* DATA EXTRACTS
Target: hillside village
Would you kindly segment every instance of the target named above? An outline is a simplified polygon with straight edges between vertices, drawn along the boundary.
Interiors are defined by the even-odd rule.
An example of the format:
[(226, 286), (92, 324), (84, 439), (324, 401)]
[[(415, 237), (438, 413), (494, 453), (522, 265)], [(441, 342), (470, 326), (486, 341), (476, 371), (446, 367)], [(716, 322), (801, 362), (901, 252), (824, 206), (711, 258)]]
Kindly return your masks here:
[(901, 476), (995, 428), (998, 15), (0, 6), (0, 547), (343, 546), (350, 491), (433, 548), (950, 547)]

* THE TASK
All lines from the beginning of the listing through the one with "Interiors are defined by the even-odd rule." are to be restated word for word, and only those.

* PROBLEM SOLUTION
Target: hillside village
Would you kindly segment every instance of the target named above? An outline is a simplified polygon with straight edges between vertices, drawn along the boundary.
Interiors are defined by the even-odd rule.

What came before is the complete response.